(Excerpts from a detection dataset)
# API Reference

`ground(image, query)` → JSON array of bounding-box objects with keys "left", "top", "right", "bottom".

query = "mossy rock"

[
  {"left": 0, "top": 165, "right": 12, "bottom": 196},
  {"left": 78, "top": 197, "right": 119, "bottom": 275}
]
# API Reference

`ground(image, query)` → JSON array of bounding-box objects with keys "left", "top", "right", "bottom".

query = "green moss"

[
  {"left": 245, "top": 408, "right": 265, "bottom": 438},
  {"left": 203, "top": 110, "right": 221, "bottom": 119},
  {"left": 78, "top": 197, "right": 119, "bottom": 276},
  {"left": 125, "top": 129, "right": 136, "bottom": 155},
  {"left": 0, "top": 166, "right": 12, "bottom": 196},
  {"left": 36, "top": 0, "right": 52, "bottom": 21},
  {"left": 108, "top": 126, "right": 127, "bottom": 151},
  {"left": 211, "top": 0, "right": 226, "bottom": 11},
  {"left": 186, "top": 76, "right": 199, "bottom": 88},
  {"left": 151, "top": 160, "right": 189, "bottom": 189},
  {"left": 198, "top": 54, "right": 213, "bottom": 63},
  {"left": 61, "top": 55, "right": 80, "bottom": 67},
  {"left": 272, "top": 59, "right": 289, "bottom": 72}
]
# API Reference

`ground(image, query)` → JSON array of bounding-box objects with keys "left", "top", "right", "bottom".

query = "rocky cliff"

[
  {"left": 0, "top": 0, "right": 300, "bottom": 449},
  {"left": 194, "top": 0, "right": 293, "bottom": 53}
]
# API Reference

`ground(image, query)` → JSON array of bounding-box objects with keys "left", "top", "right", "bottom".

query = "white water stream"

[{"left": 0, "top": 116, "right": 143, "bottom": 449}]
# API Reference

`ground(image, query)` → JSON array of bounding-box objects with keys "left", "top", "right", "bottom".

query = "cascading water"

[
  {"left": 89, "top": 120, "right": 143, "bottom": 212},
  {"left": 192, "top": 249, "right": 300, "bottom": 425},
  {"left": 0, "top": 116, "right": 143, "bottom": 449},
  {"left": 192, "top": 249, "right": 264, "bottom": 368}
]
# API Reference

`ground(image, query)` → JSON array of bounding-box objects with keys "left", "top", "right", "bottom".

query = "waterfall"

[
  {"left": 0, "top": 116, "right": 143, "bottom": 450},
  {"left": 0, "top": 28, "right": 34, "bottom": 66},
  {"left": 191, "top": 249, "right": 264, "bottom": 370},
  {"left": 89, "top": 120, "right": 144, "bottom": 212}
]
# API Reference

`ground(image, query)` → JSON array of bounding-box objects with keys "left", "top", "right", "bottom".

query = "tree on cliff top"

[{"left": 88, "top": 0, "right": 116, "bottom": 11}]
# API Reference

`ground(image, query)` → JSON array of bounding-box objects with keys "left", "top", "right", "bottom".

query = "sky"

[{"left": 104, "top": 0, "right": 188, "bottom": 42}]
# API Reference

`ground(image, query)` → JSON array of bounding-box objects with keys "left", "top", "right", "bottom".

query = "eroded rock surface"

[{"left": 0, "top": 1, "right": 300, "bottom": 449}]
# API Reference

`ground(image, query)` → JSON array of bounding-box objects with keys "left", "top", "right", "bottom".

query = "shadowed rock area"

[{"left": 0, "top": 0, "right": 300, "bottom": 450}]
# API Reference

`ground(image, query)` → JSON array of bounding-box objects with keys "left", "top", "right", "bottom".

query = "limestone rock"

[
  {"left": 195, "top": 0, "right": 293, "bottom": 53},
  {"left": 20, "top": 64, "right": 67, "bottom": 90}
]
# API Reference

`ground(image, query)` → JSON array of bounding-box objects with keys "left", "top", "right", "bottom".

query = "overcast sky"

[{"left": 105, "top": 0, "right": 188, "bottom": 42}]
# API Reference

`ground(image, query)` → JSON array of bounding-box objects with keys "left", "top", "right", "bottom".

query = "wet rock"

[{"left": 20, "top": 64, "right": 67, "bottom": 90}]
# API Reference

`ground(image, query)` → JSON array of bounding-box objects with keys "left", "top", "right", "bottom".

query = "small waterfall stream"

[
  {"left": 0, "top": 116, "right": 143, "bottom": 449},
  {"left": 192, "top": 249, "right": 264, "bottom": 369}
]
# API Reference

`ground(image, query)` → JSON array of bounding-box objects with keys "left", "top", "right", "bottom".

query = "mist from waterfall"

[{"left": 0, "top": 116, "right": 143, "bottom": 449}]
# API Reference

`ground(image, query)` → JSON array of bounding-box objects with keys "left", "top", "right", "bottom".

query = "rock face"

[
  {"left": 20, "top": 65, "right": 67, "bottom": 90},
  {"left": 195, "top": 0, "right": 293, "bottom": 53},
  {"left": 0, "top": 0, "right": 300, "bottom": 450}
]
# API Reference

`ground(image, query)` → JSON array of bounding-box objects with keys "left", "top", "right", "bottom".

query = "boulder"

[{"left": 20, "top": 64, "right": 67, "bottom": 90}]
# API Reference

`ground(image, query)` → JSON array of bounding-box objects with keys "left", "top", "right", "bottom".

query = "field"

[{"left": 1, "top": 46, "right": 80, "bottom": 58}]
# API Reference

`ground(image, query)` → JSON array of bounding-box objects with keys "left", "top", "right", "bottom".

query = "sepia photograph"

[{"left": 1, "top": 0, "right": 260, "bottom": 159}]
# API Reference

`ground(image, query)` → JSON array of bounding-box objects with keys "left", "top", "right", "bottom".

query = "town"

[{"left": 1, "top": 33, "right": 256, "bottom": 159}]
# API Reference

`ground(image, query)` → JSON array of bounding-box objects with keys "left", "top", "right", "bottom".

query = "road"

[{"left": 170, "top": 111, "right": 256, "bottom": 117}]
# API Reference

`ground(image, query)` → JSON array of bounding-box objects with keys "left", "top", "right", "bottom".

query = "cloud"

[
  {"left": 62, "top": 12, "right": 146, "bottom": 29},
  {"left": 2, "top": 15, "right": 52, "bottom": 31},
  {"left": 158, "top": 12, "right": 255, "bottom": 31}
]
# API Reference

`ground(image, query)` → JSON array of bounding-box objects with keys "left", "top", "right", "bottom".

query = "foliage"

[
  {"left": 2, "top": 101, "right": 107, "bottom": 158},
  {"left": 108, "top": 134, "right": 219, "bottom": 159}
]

*EXERCISE INSTRUCTIONS*
Can you pull out every line in the records above that contains the word "cliff", matching case exactly?

*EXERCISE ANSWER*
query = "rocky cliff"
query = "tree on cliff top"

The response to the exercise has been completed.